Your instructions: Rewrite the records from the line containing "Find the tank gun" through the end of the records, inclusive, increasing every coordinate value by 102 and leaving all other text unchanged.

Items:
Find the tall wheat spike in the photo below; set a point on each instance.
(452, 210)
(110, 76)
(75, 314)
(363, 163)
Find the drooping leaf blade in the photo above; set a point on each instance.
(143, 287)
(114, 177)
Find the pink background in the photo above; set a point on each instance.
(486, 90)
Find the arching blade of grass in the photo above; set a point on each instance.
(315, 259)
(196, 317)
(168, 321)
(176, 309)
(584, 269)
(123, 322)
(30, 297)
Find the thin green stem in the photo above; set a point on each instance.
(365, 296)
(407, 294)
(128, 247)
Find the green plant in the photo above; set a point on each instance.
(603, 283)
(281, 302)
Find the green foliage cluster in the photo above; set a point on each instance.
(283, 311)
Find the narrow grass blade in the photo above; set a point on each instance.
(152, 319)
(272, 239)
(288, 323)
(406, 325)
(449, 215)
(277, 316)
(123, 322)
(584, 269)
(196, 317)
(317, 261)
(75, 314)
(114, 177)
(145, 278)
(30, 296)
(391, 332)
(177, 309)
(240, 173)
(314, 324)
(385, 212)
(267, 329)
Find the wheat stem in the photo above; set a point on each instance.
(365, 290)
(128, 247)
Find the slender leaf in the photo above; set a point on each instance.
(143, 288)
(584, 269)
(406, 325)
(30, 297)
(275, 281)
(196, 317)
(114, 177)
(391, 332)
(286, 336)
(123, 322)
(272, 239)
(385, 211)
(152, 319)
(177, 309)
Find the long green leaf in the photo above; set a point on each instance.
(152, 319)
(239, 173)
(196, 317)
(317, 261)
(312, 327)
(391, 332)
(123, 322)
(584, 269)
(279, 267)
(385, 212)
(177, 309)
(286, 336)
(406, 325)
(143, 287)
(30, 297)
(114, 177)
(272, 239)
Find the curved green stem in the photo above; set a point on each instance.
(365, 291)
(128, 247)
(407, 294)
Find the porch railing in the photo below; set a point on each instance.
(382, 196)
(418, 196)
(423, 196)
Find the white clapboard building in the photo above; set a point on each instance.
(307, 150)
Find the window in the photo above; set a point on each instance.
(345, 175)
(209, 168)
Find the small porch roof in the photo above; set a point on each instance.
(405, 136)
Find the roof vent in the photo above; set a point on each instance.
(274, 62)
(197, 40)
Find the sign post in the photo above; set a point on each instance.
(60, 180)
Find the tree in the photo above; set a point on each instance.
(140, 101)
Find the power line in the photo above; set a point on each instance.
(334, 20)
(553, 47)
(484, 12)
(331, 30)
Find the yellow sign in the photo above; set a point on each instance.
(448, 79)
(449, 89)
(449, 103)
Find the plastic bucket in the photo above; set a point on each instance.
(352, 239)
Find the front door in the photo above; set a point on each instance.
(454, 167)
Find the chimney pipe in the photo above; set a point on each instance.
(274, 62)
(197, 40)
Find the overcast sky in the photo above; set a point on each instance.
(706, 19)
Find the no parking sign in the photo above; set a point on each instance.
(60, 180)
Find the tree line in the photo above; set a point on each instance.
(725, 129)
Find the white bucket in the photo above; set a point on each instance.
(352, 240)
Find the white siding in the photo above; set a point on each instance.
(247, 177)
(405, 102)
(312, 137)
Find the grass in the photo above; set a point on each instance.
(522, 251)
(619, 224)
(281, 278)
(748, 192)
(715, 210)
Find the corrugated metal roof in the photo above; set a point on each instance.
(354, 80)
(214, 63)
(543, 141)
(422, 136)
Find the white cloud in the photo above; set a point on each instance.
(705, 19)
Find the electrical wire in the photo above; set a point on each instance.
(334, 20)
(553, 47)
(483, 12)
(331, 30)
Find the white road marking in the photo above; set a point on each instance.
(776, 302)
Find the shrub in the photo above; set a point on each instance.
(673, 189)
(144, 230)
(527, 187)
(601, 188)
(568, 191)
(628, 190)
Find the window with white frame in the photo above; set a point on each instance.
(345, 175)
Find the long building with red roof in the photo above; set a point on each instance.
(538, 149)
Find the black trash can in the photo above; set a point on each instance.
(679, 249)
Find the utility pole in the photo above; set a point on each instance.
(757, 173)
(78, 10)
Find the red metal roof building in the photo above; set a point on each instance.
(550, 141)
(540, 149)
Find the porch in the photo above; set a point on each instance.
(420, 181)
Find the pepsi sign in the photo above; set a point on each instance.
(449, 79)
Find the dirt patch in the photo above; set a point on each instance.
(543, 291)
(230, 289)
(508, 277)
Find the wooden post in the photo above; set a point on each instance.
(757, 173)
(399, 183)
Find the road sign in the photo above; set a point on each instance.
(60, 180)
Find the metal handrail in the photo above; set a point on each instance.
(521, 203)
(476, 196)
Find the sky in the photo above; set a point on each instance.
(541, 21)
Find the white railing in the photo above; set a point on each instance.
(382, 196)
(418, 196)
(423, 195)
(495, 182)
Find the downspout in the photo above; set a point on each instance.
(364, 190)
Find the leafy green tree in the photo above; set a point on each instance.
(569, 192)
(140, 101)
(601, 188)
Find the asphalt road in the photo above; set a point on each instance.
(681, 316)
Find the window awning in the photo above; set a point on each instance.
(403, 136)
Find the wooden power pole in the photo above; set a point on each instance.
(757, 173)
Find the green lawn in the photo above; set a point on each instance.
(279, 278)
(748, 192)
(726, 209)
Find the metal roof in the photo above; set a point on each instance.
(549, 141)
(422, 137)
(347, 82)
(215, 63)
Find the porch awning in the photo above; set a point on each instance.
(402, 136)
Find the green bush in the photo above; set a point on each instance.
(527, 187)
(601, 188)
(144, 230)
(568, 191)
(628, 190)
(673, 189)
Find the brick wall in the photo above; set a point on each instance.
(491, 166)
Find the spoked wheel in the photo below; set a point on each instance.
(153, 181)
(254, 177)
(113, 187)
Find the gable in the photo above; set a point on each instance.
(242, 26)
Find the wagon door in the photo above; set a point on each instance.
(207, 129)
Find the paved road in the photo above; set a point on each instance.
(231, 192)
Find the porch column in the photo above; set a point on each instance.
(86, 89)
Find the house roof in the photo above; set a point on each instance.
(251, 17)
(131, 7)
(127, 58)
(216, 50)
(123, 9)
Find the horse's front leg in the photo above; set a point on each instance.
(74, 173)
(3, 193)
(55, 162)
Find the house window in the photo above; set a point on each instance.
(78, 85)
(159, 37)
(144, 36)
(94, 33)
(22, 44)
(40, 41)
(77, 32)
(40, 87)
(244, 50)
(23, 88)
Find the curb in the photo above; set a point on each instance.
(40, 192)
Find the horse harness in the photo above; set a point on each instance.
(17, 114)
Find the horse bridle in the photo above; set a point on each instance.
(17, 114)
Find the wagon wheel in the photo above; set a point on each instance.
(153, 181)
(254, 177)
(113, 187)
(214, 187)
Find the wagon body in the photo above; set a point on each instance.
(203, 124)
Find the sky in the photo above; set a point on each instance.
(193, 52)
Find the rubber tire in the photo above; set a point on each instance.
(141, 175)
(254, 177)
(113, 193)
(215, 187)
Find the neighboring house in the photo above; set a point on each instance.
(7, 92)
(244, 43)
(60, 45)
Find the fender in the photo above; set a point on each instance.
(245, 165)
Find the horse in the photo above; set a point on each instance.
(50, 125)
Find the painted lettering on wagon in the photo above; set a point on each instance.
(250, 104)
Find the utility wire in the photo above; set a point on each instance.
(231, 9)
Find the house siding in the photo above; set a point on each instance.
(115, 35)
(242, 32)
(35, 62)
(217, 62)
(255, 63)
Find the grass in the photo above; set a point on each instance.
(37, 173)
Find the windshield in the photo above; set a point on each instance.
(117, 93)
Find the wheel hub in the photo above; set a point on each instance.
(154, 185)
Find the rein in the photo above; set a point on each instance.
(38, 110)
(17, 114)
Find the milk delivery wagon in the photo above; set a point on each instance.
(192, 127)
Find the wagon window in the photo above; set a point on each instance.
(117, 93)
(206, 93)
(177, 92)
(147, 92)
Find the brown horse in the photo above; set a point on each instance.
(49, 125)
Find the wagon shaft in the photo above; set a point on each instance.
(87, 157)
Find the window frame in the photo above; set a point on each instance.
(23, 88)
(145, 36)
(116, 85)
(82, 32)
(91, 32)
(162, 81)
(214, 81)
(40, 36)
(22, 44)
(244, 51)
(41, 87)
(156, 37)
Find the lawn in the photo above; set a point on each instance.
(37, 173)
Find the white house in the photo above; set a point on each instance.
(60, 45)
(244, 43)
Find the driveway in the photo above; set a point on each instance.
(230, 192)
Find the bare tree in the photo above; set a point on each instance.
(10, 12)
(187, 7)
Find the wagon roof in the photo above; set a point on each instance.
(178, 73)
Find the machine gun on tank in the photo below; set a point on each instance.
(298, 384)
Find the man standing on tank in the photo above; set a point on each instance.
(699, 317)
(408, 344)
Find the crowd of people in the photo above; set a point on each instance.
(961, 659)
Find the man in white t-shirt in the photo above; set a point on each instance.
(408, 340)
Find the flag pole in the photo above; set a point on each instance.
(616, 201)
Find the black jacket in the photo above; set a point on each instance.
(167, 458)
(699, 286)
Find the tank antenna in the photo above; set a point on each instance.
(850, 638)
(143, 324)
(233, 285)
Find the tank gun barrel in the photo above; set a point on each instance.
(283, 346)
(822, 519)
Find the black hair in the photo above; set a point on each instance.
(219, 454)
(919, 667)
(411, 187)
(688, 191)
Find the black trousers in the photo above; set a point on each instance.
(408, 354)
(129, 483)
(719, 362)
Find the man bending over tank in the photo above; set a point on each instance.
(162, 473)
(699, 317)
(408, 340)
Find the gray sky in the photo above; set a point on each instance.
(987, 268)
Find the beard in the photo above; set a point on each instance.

Expected answer:
Find the tank gun barrel in the photo above; set a point on each instance.
(385, 448)
(924, 621)
Find the black hair in the photo above; set a point on each instance.
(321, 556)
(1021, 769)
(513, 289)
(790, 293)
Find the black trousers in the photo above; set a point on each instance.
(510, 456)
(231, 585)
(821, 464)
Find the man bending over tank in the photo above; set a point on each instance.
(264, 575)
(801, 419)
(510, 442)
Find the gray sky in the photo above; set a point on each instance.
(1089, 370)
Find the beard in the photo above; set a point on each instance.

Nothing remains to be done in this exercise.